[Supplied material]
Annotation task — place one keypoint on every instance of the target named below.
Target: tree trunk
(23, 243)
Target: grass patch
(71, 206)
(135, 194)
[/Supplied material]
• _To do_
The answer should reproduce all of the data without any alteration.

• _Worked solution_
Annotation task — place one keypoint on every instance of the target named below.
Target: tree trunk
(23, 243)
Target: grass patch
(71, 206)
(135, 194)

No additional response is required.